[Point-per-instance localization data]
|---|

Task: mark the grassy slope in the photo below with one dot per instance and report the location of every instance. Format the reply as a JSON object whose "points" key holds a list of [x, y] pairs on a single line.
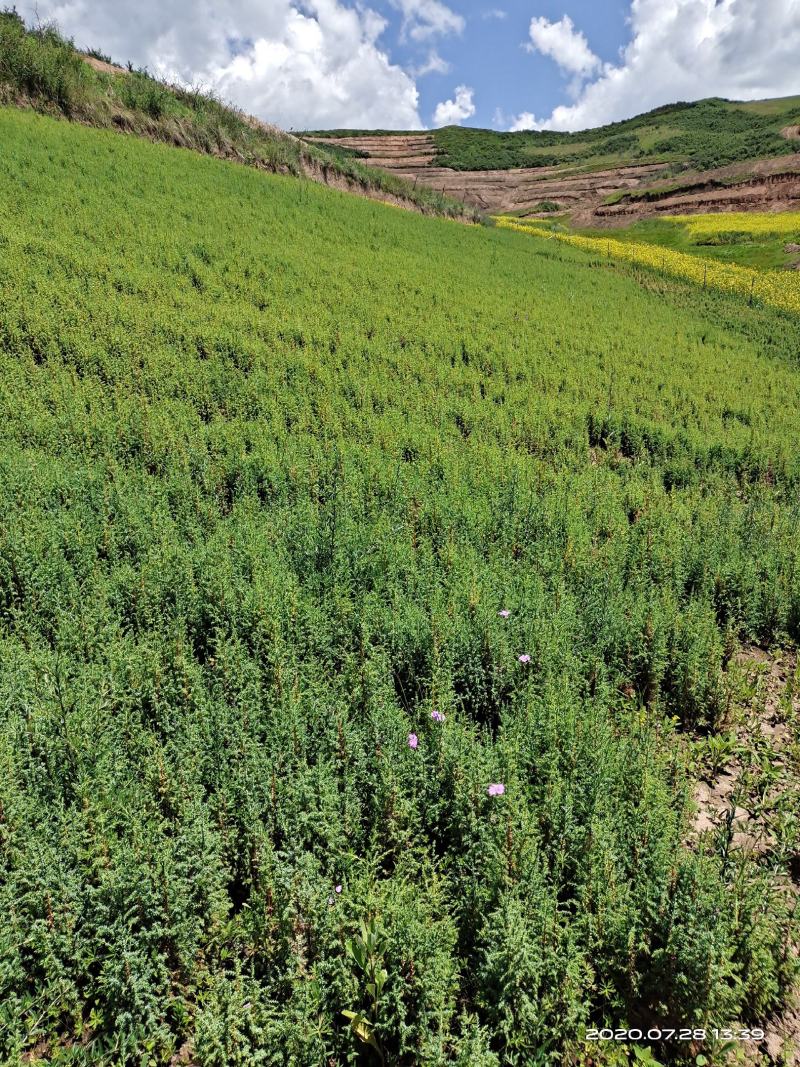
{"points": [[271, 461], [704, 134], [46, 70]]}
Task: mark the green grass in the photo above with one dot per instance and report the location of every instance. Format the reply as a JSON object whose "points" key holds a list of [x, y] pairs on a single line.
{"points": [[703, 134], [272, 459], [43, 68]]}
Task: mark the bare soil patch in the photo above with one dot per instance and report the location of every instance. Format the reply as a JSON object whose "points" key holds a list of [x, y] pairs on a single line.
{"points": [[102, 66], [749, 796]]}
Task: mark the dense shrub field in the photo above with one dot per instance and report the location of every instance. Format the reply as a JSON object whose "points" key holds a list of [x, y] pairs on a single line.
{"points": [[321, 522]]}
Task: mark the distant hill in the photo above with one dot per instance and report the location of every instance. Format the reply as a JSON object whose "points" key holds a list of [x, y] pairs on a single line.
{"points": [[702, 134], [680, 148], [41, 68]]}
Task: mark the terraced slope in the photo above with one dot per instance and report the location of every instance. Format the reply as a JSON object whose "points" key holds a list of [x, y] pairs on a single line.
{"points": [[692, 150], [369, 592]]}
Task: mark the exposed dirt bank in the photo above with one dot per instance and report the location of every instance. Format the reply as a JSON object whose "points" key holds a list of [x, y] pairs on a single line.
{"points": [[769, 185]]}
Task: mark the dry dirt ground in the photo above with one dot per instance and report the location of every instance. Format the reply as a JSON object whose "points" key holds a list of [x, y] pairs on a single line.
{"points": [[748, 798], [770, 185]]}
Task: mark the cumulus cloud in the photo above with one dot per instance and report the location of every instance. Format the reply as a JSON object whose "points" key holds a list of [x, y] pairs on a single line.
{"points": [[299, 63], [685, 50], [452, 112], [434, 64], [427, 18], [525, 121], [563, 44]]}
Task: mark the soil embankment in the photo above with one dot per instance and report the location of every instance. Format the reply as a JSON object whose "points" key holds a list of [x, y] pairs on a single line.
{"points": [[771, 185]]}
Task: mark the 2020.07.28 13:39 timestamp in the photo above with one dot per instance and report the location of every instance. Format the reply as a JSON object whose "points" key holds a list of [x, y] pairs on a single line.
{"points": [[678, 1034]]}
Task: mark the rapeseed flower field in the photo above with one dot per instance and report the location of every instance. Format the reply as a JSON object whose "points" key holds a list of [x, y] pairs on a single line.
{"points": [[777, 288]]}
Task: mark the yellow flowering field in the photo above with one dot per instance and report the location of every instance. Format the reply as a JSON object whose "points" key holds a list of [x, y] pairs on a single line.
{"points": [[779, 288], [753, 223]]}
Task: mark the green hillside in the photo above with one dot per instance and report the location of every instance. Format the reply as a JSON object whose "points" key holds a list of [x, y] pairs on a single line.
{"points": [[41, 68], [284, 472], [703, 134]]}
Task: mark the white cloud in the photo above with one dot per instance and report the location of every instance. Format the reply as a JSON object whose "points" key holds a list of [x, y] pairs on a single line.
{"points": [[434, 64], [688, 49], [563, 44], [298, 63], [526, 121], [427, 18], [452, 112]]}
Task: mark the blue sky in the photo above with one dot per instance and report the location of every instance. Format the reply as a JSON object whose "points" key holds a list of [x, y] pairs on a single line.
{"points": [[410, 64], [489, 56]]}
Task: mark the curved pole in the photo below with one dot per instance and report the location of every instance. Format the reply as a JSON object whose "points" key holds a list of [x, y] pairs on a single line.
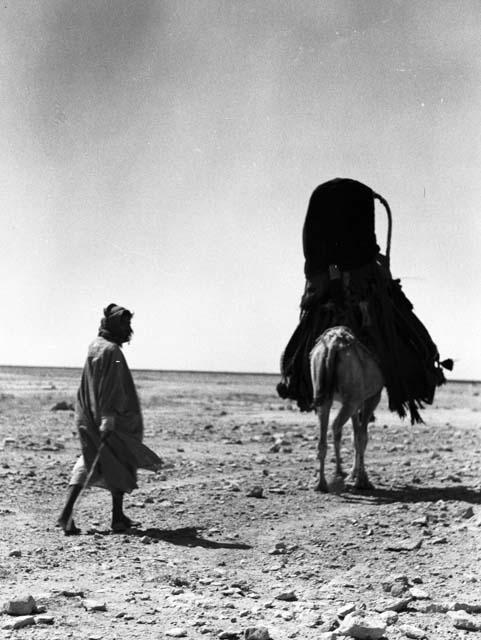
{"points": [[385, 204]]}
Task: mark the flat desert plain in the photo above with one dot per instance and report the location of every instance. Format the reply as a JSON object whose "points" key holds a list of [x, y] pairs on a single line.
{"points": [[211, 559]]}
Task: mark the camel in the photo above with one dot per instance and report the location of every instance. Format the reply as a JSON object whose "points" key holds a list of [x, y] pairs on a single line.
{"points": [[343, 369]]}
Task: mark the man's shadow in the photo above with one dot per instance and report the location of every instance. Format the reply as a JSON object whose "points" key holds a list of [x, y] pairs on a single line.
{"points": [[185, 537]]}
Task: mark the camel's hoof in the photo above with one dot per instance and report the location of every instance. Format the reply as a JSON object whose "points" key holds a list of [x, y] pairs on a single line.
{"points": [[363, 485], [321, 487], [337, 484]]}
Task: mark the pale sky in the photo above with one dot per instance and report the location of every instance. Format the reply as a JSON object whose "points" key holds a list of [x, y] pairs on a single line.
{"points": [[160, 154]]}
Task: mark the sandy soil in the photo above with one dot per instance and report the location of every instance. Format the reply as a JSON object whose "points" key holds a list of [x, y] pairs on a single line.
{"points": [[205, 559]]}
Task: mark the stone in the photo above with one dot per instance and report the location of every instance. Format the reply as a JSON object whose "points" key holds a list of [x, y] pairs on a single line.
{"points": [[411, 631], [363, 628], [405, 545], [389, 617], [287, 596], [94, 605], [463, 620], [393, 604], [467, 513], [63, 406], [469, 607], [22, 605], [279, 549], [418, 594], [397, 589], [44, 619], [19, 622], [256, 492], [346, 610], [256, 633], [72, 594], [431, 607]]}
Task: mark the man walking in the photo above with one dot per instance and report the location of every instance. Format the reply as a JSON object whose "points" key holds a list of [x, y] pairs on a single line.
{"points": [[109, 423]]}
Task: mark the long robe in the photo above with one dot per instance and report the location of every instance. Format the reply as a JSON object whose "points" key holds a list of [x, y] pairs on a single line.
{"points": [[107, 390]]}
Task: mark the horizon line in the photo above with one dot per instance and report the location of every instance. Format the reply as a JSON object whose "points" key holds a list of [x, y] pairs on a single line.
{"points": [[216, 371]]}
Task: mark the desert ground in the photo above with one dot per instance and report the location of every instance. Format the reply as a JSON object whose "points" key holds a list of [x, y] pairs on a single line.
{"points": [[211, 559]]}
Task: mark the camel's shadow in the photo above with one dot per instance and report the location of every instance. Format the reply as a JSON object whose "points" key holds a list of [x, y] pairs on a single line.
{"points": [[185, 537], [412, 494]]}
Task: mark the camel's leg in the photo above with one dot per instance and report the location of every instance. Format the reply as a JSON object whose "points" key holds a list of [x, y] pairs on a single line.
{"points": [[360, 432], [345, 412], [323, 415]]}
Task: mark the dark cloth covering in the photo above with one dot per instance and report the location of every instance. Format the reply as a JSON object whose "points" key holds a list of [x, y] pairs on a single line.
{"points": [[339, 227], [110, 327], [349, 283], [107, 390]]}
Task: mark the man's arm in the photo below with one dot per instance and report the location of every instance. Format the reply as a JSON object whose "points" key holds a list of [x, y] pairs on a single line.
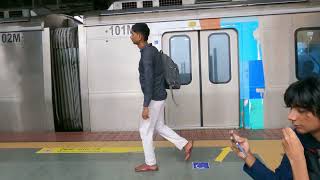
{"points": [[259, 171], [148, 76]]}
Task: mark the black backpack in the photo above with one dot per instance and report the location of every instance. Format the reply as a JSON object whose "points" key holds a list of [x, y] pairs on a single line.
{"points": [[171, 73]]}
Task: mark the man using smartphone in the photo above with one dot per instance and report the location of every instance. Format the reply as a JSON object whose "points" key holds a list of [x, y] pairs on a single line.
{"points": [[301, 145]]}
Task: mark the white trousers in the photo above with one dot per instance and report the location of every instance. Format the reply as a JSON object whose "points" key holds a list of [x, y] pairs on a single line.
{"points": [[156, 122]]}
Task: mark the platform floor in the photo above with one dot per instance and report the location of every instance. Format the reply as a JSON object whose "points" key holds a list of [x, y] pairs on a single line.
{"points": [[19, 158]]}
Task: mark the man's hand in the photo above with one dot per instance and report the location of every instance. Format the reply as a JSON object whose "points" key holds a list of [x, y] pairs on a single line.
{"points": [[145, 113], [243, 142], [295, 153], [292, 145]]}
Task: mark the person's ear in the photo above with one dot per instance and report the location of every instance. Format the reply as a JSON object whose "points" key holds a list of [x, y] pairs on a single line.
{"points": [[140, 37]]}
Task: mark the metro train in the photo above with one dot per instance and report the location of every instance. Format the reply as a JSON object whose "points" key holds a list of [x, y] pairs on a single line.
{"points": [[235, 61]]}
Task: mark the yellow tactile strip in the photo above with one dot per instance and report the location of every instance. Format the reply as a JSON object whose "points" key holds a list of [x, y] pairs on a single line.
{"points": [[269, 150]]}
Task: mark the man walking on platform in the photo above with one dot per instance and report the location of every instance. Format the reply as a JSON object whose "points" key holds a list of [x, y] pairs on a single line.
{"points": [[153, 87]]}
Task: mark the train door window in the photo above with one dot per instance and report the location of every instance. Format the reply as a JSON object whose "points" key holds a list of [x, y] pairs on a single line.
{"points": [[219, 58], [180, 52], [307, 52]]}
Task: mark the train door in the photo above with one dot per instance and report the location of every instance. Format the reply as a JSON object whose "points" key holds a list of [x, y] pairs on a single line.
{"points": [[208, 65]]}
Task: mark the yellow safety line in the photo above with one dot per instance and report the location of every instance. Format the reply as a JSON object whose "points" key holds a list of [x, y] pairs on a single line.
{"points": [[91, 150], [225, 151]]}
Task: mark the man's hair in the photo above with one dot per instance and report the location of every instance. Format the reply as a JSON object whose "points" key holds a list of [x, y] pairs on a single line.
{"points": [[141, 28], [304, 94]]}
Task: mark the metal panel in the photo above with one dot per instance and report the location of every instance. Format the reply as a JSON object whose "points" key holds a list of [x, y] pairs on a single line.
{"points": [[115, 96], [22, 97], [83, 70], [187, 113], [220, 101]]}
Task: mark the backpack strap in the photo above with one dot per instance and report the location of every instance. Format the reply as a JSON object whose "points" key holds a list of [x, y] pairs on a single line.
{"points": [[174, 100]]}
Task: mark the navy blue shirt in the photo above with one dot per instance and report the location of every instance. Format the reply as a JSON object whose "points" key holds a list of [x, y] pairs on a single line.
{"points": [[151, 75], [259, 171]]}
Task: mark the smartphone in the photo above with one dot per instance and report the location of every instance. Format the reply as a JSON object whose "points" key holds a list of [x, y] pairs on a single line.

|---|

Copy exactly the line that contains "Task: mark the backpack" and every line after it through the end of the entries, with nothing added.

Answer space:
Task: mark the backpack strap in the photo above with one dot per instance and report the location of every instance. Format the reply as a JSON object whose "points" key holds a list of [x, y] pairs on a single line.
{"points": [[174, 100]]}
Task: mark the navy blue shirt in the photo above with one dot per instance and report the location of every instance. Format the reply as a JSON object whose "points" key holds a list of [x, y] pairs on a single line.
{"points": [[151, 75], [259, 171]]}
Task: mark the smartphone in the photo above with one dot per instance and report the location of every instance. Format the reply as a JSON object whose "points" key holds a list of [x, y] pairs on a single line.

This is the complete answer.